TASK A
Transcribe the passage on the Fed's quantitative tightening from "The process of" up to and including "over buying securities?".
TASK B
In the passage on the Fed's quantitative tightening, how did the Fed shrink its balance sheet during its last round of QT from 2017 to 2019?

That’s the view of Credit Suisse Group AG strategist Zoltan Pozsar, who said that because any prospective QT now is about “keeping inflation and exuberance at bay,” then outright asset sales “are not at all unlikely” if circumstances dictate.

The last time the Fed undertook QT, from 2017 to 2019, it chose to shrink its balance sheet by simply not replacing Treasuries and mortgage bonds as they matured. The expectation of most analysts is that policy makers will follow a broadly similar model again, albeit with different timings. The different circumstances now mean it won’t necessarily be the same kind of “slow and steady” process undertaken several years ago, Pozsar said.

The upcoming bout of QT “is more about scraping the paint off the wall,” he wrote in a note to clients Friday. “The fresco painted during the first two years of the pandemic is out of date. Inflation is a problem and so are financial excesses.”

That stands in contrast to the previous episode in which the Fed gradually tightened until it not only hit, but pushed past the so-called lowest comfortable level of reserves for the system, according to Pozsar.

The process of QT has many variables and in his note, Pozsar identifies some key questions regarding how it will play out:

  • Just where will the liquidity be drained from: reserve balances in bank portfolios or the overnight reverse repurchase agreement facility balances held by money market funds? The Credit Suisse strategist says both are equally likely.

  • Will depositors shift to holding more collateral themselves, instead of going through intermediaries like banks and money funds?

  • How will the Treasury choose to refinance System Open Market Account maturities, through bills or coupon-bearing debt? And how sticky will bank and money fund balances prove to be?

  • With loan growth recovering, will banks favor lending over buying securities?

  • How does so-called shadow banking fit in and what impact will there be from those buying Treasuries with borrowed money?

DATA LISTING
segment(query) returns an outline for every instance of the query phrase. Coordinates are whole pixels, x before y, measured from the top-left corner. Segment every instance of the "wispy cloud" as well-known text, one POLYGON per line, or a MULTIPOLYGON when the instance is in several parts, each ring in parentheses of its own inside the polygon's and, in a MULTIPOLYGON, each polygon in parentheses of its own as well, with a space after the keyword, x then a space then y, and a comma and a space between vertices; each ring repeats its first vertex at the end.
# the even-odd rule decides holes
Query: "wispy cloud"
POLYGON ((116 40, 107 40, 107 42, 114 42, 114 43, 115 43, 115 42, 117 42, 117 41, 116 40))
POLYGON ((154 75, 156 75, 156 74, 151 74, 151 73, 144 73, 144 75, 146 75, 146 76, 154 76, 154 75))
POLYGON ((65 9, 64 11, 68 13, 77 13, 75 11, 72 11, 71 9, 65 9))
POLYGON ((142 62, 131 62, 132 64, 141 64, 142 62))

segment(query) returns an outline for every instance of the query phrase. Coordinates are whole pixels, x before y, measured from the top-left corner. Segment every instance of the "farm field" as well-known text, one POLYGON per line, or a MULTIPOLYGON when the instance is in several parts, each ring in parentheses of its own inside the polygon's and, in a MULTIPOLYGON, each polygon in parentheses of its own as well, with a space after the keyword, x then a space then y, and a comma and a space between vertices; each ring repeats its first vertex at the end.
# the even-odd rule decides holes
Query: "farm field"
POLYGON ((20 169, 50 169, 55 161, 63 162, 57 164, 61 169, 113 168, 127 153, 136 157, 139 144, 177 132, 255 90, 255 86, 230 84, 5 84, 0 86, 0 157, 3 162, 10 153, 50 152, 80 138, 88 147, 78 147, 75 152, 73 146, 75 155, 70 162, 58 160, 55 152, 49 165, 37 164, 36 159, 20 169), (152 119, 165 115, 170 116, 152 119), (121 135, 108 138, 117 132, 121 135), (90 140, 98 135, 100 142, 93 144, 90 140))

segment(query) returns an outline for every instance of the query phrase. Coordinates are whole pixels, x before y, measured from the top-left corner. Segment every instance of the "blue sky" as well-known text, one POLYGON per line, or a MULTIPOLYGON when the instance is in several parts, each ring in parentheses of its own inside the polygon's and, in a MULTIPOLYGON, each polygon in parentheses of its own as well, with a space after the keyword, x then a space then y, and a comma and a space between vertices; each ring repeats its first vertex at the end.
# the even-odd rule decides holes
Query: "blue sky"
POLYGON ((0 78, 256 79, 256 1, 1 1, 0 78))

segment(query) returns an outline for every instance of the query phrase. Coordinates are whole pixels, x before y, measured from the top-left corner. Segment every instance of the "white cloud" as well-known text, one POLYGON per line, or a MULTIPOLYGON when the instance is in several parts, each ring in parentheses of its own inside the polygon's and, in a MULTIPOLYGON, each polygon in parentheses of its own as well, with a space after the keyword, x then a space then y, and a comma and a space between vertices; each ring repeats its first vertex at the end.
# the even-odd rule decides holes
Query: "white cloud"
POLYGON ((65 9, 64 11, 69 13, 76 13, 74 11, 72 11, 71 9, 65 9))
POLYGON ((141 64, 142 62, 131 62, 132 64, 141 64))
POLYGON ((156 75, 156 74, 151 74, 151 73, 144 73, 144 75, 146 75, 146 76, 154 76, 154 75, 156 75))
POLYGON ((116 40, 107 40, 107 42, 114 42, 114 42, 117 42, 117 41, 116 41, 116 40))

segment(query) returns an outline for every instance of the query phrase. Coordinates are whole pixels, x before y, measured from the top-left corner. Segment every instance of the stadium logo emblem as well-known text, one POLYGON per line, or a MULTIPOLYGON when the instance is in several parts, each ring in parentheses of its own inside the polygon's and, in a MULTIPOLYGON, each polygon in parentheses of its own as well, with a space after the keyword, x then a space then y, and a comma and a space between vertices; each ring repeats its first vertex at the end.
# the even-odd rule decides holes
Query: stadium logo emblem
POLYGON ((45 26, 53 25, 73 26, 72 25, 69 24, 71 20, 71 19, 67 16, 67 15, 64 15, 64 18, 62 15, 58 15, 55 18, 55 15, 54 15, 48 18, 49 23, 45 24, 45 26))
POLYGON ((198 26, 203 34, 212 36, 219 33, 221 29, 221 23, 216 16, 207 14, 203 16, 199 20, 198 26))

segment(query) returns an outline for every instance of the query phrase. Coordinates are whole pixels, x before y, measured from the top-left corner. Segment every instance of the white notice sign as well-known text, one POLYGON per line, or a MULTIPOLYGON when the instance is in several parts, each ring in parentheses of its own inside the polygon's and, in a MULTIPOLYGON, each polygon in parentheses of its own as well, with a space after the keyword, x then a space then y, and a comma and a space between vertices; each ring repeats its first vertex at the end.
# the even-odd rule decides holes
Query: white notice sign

RESULT A
The process of QT has many variables and in his note, Pozsar identifies some key questions regarding how it will play out:

  • Just where will the liquidity be drained from: reserve balances in bank portfolios or the overnight reverse repurchase agreement facility balances held by money market funds? The Credit Suisse strategist says both are equally likely.

  • Will depositors shift to holding more collateral themselves, instead of going through intermediaries like banks and money funds?

  • How will the Treasury choose to refinance System Open Market Account maturities, through bills or coupon-bearing debt? And how sticky will bank and money fund balances prove to be?

  • With loan growth recovering, will banks favor lending over buying securities?

RESULT B
It did not replace Treasuries and mortgage bonds as they matured.